Given exercise: Extend the explanation of the boat's round trip against and with a current beyond its final sentence, writing the next part in the same style.

Text to read:
On a Boat

SOLUTION 1

One general strategy for solving this kind of problem is to look at an extreme case of the changing variable. In this case, consider a current that is almost capable of pushing the boat backwards. If the current is strong enough, the boat's speed can be reduced to as slow a crawl as you can imagine. And it will take the boat an eternity to go from B back to A. The amount of time spent going from A to B might be reduced to next to nothing, but infinity plus epsilon is still infinity of course!

However, you might be thinking that if the current is smaller, this logic doesn't hold. In fact it does hold, it's just harder to intuitively see what happens! But here's an explanation of why the journey will be longer, even if the current is quite minimal:

SOLUTION 2

Let the speed of the boat in still water be $S$ meters/second, and let the current be $C$ meters/second.
The effective speed of the boat moving with the current is therefore $S+C$ .
The effective speed of the boat moving against the current is therefore $S-C$ .

Consider a boat traveling at speed $S$ meters per second for 2 seconds . Since distance = rate x time, it will move 2S meters in 2 seconds. However, if, for half of that time (one second), an external force causes it to move at a rate of $S+C$ , then, the boat will instead move $S+C$ meters in tone second. And if, for half of that time, an external force causes it to move at a rate of $S-C$ , then, it will move $S-C$ , meters in that second second. So, if the same force acts both in concert with, and then against the boats motion for equal amounts of time, then the effects of the force cancel out: $(S+C) + (S-C) = 2S$ .

If, however, that same force were to act against the boat for longer than it helped the boat, then the effect would be to net-lengthen the whole trip, right? This latter case is what applies to our problem since, because the current slows the boat down, the boat will be moving against the current for longer than it will be moving with the current. So, regardless of the strength or direction of the current, the entire trip will be longer.

Excerpted data:
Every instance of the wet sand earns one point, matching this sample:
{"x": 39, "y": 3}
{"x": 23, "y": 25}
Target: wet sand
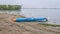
{"x": 9, "y": 27}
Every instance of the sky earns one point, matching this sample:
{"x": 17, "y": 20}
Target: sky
{"x": 34, "y": 3}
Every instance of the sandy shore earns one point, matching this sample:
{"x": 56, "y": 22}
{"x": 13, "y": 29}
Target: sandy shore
{"x": 9, "y": 27}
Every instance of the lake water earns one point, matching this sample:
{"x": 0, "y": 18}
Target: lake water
{"x": 53, "y": 15}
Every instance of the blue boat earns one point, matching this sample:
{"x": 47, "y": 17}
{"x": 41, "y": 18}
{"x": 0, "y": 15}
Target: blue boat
{"x": 31, "y": 20}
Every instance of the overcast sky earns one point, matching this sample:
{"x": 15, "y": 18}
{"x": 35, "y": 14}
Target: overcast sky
{"x": 34, "y": 3}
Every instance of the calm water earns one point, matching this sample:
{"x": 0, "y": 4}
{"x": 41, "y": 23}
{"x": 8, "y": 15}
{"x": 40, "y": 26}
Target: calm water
{"x": 52, "y": 14}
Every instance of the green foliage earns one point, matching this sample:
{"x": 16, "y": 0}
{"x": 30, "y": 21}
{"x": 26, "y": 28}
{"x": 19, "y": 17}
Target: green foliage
{"x": 10, "y": 7}
{"x": 54, "y": 25}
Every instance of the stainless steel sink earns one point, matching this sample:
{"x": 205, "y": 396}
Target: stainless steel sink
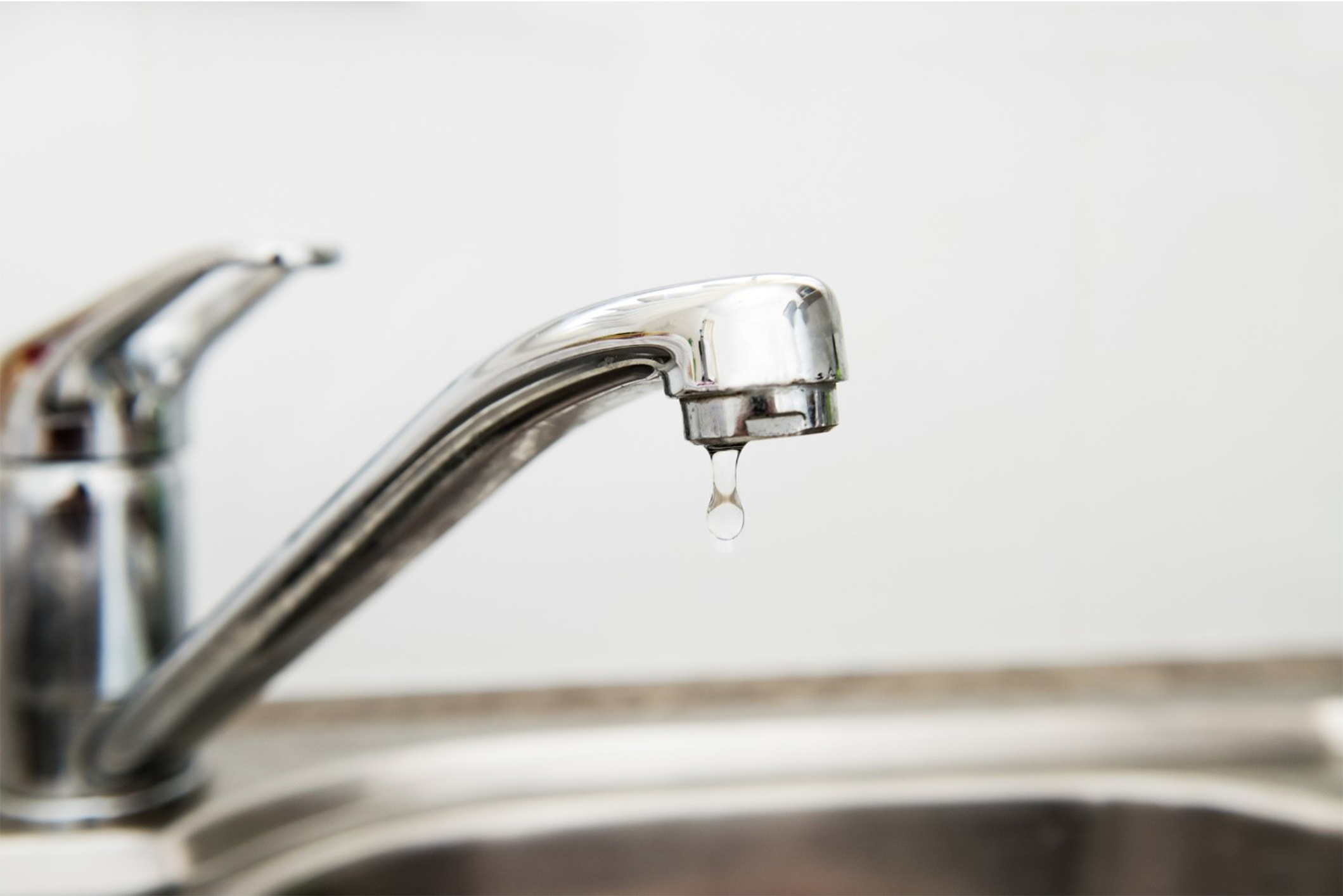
{"x": 877, "y": 838}
{"x": 1116, "y": 800}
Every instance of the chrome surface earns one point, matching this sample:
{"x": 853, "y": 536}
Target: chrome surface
{"x": 750, "y": 357}
{"x": 91, "y": 530}
{"x": 1093, "y": 800}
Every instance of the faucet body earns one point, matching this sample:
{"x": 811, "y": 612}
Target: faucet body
{"x": 749, "y": 357}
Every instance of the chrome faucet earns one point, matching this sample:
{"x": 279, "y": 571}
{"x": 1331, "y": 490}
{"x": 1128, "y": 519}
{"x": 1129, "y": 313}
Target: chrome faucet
{"x": 104, "y": 695}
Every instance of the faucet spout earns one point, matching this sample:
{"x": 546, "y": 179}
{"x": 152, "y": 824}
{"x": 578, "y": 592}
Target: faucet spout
{"x": 749, "y": 357}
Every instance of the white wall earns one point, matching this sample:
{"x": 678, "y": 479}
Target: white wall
{"x": 1088, "y": 257}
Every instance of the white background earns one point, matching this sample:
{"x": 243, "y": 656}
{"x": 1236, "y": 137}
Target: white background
{"x": 1089, "y": 259}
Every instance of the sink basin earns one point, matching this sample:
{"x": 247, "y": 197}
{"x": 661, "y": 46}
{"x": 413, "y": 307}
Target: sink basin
{"x": 1147, "y": 800}
{"x": 1026, "y": 845}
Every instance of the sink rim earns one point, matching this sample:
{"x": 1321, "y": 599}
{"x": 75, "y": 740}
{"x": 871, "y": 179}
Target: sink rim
{"x": 1169, "y": 753}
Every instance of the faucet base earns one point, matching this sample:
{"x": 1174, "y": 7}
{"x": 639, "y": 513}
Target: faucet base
{"x": 94, "y": 809}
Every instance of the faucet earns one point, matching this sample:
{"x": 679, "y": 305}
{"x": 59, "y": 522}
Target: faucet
{"x": 105, "y": 695}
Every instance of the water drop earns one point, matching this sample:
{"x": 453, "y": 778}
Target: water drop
{"x": 726, "y": 512}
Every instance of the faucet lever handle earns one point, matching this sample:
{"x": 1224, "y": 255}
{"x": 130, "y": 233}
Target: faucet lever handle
{"x": 103, "y": 383}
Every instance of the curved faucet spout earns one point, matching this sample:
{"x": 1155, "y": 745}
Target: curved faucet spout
{"x": 749, "y": 357}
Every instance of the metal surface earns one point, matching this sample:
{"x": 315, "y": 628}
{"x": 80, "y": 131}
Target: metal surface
{"x": 750, "y": 357}
{"x": 91, "y": 530}
{"x": 1152, "y": 800}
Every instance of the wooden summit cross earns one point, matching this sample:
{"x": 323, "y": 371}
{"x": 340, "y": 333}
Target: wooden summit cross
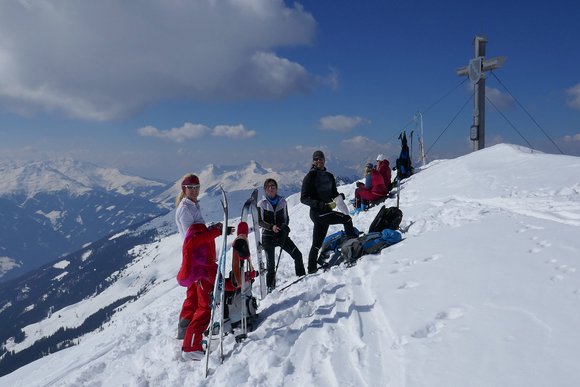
{"x": 476, "y": 72}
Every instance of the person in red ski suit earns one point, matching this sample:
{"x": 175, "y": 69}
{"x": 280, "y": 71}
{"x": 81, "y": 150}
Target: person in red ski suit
{"x": 198, "y": 268}
{"x": 373, "y": 189}
{"x": 385, "y": 170}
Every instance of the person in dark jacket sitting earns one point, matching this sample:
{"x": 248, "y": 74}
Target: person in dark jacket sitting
{"x": 318, "y": 192}
{"x": 273, "y": 219}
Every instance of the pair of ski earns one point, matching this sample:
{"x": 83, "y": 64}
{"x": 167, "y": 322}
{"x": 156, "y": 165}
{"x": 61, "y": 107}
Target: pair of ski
{"x": 250, "y": 207}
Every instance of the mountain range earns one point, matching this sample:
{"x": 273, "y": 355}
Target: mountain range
{"x": 483, "y": 290}
{"x": 110, "y": 214}
{"x": 51, "y": 208}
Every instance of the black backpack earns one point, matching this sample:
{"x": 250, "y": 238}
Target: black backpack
{"x": 387, "y": 218}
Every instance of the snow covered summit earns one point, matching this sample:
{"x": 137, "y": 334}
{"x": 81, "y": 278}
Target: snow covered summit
{"x": 483, "y": 291}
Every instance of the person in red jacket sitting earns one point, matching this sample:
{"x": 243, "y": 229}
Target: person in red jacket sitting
{"x": 372, "y": 189}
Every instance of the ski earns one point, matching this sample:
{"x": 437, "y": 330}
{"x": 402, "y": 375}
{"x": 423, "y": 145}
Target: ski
{"x": 286, "y": 286}
{"x": 219, "y": 288}
{"x": 251, "y": 208}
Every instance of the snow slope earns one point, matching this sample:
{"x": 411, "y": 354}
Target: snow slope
{"x": 483, "y": 291}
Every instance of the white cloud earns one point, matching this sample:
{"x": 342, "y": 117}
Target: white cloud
{"x": 359, "y": 142}
{"x": 574, "y": 97}
{"x": 341, "y": 123}
{"x": 574, "y": 138}
{"x": 107, "y": 59}
{"x": 190, "y": 131}
{"x": 187, "y": 132}
{"x": 234, "y": 132}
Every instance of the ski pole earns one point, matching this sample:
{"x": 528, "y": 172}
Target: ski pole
{"x": 280, "y": 254}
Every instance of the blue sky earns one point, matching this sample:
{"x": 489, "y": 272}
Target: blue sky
{"x": 159, "y": 88}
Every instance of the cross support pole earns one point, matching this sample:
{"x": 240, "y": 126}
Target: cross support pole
{"x": 476, "y": 72}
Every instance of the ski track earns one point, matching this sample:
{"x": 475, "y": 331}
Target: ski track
{"x": 335, "y": 306}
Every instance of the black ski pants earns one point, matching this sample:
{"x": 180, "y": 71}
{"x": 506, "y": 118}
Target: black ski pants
{"x": 321, "y": 223}
{"x": 285, "y": 243}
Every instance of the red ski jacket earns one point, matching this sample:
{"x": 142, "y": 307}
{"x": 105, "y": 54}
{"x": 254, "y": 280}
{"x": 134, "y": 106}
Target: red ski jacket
{"x": 199, "y": 256}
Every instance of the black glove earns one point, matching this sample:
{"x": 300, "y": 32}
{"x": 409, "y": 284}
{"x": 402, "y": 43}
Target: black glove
{"x": 217, "y": 225}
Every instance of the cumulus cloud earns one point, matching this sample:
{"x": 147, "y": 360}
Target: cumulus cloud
{"x": 107, "y": 59}
{"x": 574, "y": 138}
{"x": 359, "y": 142}
{"x": 234, "y": 132}
{"x": 574, "y": 97}
{"x": 191, "y": 131}
{"x": 341, "y": 123}
{"x": 187, "y": 132}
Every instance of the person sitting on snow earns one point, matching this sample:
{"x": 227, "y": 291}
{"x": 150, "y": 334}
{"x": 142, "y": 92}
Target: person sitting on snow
{"x": 273, "y": 219}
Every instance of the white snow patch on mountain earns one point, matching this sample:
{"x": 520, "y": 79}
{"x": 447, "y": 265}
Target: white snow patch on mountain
{"x": 61, "y": 265}
{"x": 483, "y": 291}
{"x": 7, "y": 264}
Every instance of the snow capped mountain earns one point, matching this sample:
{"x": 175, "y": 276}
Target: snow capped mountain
{"x": 65, "y": 174}
{"x": 483, "y": 291}
{"x": 238, "y": 181}
{"x": 52, "y": 207}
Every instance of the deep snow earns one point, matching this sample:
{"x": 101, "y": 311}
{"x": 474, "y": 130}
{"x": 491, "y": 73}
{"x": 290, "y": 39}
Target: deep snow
{"x": 483, "y": 291}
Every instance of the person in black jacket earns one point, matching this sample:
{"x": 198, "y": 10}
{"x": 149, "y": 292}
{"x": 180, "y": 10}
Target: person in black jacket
{"x": 273, "y": 218}
{"x": 318, "y": 192}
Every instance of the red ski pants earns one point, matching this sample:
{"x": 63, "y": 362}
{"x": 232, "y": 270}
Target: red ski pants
{"x": 197, "y": 309}
{"x": 366, "y": 195}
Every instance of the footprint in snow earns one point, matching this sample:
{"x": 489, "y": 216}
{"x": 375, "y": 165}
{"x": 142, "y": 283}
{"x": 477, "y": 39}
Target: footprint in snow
{"x": 408, "y": 285}
{"x": 434, "y": 257}
{"x": 434, "y": 327}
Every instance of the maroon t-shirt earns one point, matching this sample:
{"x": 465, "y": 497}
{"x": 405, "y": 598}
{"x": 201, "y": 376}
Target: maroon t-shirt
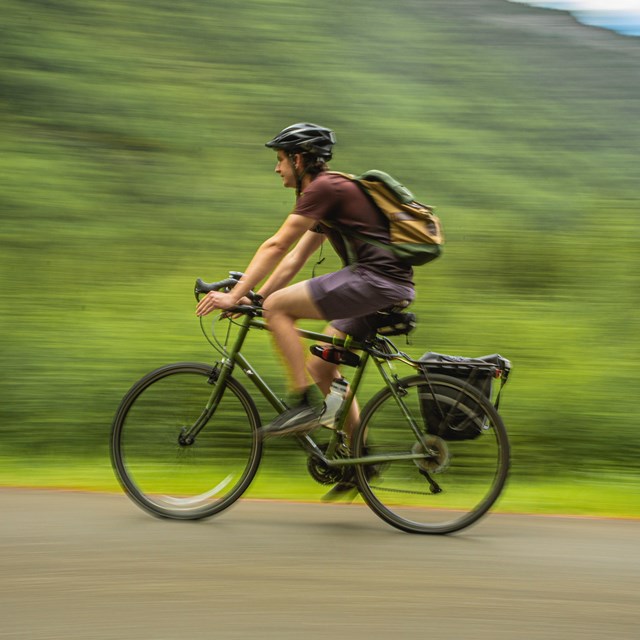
{"x": 340, "y": 202}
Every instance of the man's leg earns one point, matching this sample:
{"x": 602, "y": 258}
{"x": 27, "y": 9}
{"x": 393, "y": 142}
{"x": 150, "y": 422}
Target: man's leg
{"x": 282, "y": 309}
{"x": 324, "y": 373}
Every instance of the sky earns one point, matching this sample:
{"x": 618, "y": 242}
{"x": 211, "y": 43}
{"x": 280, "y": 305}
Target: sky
{"x": 618, "y": 15}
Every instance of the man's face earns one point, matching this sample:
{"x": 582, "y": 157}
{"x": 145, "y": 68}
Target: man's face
{"x": 285, "y": 170}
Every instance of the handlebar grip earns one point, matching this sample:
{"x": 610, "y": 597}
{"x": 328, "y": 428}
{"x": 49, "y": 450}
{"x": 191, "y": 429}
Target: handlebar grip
{"x": 206, "y": 287}
{"x": 202, "y": 287}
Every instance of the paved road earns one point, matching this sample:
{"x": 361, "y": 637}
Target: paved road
{"x": 85, "y": 566}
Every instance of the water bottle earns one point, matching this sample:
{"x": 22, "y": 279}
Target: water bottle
{"x": 334, "y": 355}
{"x": 333, "y": 402}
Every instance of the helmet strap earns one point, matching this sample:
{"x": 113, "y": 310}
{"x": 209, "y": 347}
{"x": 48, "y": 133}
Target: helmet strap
{"x": 298, "y": 176}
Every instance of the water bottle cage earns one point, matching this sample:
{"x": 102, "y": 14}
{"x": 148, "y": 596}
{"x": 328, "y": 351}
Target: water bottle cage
{"x": 335, "y": 355}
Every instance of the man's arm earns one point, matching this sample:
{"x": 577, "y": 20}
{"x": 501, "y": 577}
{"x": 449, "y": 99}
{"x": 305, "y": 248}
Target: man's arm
{"x": 291, "y": 264}
{"x": 269, "y": 254}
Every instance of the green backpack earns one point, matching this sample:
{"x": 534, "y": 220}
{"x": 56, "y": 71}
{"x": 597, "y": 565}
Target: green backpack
{"x": 415, "y": 232}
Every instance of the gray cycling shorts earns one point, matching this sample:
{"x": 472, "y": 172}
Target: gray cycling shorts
{"x": 351, "y": 297}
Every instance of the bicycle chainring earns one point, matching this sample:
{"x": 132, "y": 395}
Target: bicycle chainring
{"x": 321, "y": 472}
{"x": 437, "y": 459}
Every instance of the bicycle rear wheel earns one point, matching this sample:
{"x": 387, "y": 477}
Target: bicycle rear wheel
{"x": 456, "y": 482}
{"x": 165, "y": 475}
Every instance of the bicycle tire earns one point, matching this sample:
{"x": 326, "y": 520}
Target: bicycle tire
{"x": 174, "y": 480}
{"x": 470, "y": 474}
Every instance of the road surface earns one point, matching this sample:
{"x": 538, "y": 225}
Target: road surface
{"x": 85, "y": 566}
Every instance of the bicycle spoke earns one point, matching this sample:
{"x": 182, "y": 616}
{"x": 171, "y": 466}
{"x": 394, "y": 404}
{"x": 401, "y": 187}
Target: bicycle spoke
{"x": 457, "y": 480}
{"x": 173, "y": 475}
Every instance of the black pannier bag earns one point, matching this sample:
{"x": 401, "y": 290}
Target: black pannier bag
{"x": 448, "y": 413}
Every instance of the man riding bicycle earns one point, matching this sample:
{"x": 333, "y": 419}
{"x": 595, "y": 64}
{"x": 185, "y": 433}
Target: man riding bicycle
{"x": 328, "y": 206}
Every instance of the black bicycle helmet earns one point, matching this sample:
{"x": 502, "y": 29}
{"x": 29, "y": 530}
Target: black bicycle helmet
{"x": 305, "y": 137}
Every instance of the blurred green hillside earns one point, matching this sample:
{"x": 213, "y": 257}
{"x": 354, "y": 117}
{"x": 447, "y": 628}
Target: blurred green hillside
{"x": 132, "y": 161}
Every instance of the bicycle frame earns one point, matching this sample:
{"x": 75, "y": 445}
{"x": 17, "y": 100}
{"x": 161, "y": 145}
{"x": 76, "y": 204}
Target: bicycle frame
{"x": 233, "y": 357}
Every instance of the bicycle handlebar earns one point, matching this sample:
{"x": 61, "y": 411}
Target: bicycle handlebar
{"x": 202, "y": 287}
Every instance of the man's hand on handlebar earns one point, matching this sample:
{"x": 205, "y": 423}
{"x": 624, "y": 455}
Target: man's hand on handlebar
{"x": 218, "y": 300}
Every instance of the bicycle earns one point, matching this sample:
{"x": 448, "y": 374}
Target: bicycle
{"x": 430, "y": 453}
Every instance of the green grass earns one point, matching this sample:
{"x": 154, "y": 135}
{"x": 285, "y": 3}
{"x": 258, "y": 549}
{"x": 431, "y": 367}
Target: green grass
{"x": 606, "y": 496}
{"x": 132, "y": 162}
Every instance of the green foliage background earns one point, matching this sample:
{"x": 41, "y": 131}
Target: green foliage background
{"x": 131, "y": 161}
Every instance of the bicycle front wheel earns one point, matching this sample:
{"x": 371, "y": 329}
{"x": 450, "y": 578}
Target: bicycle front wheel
{"x": 162, "y": 470}
{"x": 457, "y": 480}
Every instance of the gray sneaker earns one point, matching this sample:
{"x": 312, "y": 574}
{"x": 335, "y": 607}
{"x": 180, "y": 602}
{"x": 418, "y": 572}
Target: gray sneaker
{"x": 299, "y": 419}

Reply to the exercise:
We have a boat that travels at a speed $S$ and the river current flows at speed $C$ . We will assume both speeds are positive and that $C<S$ (otherwise, the boat would not be able to reach the starting point again.) Physics tells us distance is the product of speed and time: $d=st$ , which implies $t=\frac{d}{s}$

Situation 1: No current

If there's no current, the time for both legs of the journey are the same:

$t_{1}=\frac{d}{S}+\frac{d}{S}=\frac{2d}{S}$

Situation 2: Current

Now both legs of the journey do not take the same time.

$t_{2}=\frac{d}{S+C}+\frac{d}{S-C}=\frac{d(S-C+S+C)}{S^{2}-C^{2}}=\frac{2dS}{S^{2}-C^{2}}$

Comparison

To compare more easily, we will make the denominators the same.

$t_{1}=\frac{2d}{S}=\frac{2d(S^{2}-C^{2})}{S(S^{2}-C^{2})}$

$t_{2}=\frac{2dS}{S^{2}-C^{2}}=\frac{2dS^{2}}{S(S^{2}-C^{2})}$

Everything else being equal, the comparison now is between $(S^{2}-C^{2})$ and $S^{2}$ . Since both $S$ and $C$ are positive and $C<S$ , $(S^{2}-C^{2})$ must be smaller, so $t_{1}$ is the smaller value. It will take less time to make the trip if there is no current than if there is current, given a constant boat speed.

I essentially just took a simple-to-calculate case.

I started off by assuming that, without a current, the boat travels the same speed both ways, so it takes half an hour to get from one side to the other, without a current.

Then, I took a case where the current was enough to half the time traveling downstream, so the current is the same as the boat's speed. (We can set the boat's speed to whatever we want, as it isn't limited, so, if you assume it has a speed of 1, D=RT becomes D=T. And, since the distance doesn't change with current, we can set up a new equation with a new speed S that factors in the current, so D=S( $\frac{T}{2}$ ). Finally, we can set them equal, so T=S( $\frac{T}{2}$ ). Solving for S, we get S=2=1+1=R+R, so the current's force is equal to R.)

Then, going the other way, the current is acting against the boat, so subtract the current's force from the speed of the boat to get the time M it takes to get back. D=(R-R)M=(0)M=0

In this case, not only does the boat not make it back within an hour, it doesn't make it back at all!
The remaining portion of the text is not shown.